Coordinate labeling data
******************************

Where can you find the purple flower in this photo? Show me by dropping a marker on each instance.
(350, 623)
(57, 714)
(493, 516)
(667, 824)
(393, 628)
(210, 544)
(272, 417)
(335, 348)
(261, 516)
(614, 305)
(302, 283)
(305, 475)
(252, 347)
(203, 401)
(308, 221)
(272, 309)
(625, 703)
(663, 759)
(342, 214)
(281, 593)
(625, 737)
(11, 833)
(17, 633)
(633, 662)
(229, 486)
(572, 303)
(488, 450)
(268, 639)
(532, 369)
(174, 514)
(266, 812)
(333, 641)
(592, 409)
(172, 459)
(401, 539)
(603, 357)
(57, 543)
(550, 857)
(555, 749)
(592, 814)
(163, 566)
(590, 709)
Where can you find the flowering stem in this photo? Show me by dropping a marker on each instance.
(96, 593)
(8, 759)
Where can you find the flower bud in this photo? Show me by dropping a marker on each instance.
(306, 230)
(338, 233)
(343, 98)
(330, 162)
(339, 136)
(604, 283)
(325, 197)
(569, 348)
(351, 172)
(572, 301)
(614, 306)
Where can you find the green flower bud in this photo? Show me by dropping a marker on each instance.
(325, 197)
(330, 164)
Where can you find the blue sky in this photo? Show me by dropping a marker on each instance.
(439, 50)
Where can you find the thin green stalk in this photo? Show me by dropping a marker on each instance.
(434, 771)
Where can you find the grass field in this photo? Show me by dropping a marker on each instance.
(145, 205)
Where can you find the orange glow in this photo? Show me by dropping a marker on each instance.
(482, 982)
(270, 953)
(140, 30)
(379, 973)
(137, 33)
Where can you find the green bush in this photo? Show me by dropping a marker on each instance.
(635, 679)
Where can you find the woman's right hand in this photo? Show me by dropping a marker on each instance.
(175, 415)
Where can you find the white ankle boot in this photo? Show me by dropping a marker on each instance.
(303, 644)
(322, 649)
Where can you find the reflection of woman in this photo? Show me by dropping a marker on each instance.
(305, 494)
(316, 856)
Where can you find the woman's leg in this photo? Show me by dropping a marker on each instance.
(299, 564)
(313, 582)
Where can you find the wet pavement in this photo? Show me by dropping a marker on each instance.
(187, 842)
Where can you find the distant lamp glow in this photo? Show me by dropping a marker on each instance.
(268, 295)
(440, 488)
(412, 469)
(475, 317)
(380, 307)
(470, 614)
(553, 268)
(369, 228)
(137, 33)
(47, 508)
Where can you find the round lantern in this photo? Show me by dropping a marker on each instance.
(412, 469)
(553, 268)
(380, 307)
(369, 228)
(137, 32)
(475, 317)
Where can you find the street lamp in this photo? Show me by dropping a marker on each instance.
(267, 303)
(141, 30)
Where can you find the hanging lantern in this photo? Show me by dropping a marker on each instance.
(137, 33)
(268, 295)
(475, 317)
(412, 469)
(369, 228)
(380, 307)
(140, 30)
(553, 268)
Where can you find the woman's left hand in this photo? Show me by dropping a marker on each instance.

******************************

In the entries above, take the line containing "Where can you find the flower bud" and each later line through the last, and repeat them exactly. Output nothing else.

Task answer
Where can you find the flower bud in this photo? Show me by dropping a marker on each instance.
(306, 230)
(338, 233)
(343, 98)
(330, 162)
(339, 136)
(604, 283)
(325, 197)
(569, 348)
(351, 172)
(572, 301)
(614, 306)
Where can you find the green flower bud in this photo? Show me by dropping a marker on each instance.
(325, 197)
(330, 164)
Where can you find the blue sky in this photo? Show me by dropping a marker on each instance.
(439, 50)
Where can you find the thin green stalk in this photo? Show me by dropping a marker on each instance.
(434, 771)
Where can you find the grass field in this photo? Show me by dropping a marker on each instance.
(145, 205)
Where can you find the orange glow in this photo? Show me by dropping a marker on each instance.
(482, 982)
(270, 953)
(140, 30)
(379, 973)
(137, 33)
Where can you find the green bush in this photo? Show me by dropping a marker on each instance.
(635, 679)
Where can you find the woman's right hand in this photo? Show me by dropping a marker on each instance.
(175, 415)
Where can you find the white ankle boot in this photo? Show me by dropping a marker on each instance.
(303, 644)
(322, 649)
Where can you find the reflection of woman in this photo? Show me by dropping a marker on each instance.
(305, 494)
(316, 856)
Where can you find the woman's leg in this photo? Show me by dropping a marker on each instance.
(299, 564)
(313, 582)
Where can you find the wet pavement in this photo? Show me by dropping a marker on each instance.
(187, 842)
Where can you find the distant lamp glow in this photo? Show me by dropping a marker on each instance.
(268, 295)
(440, 488)
(412, 469)
(475, 317)
(380, 307)
(470, 614)
(553, 268)
(369, 228)
(137, 33)
(47, 508)
Where can you find the round lantern in this photo? Show me by dropping a marker on each instance.
(412, 469)
(553, 268)
(380, 307)
(369, 228)
(137, 32)
(475, 317)
Where can you find the street lamp in this photo? Show me by dropping a marker on each instance.
(267, 303)
(141, 30)
Where can you find the hanging lantern in this photo? Show me by dropping a marker on each instance.
(137, 33)
(268, 295)
(475, 317)
(412, 469)
(369, 228)
(380, 307)
(140, 30)
(553, 268)
Where can you find the woman's left hand in this photo? Show me by dropping a marker on each instance.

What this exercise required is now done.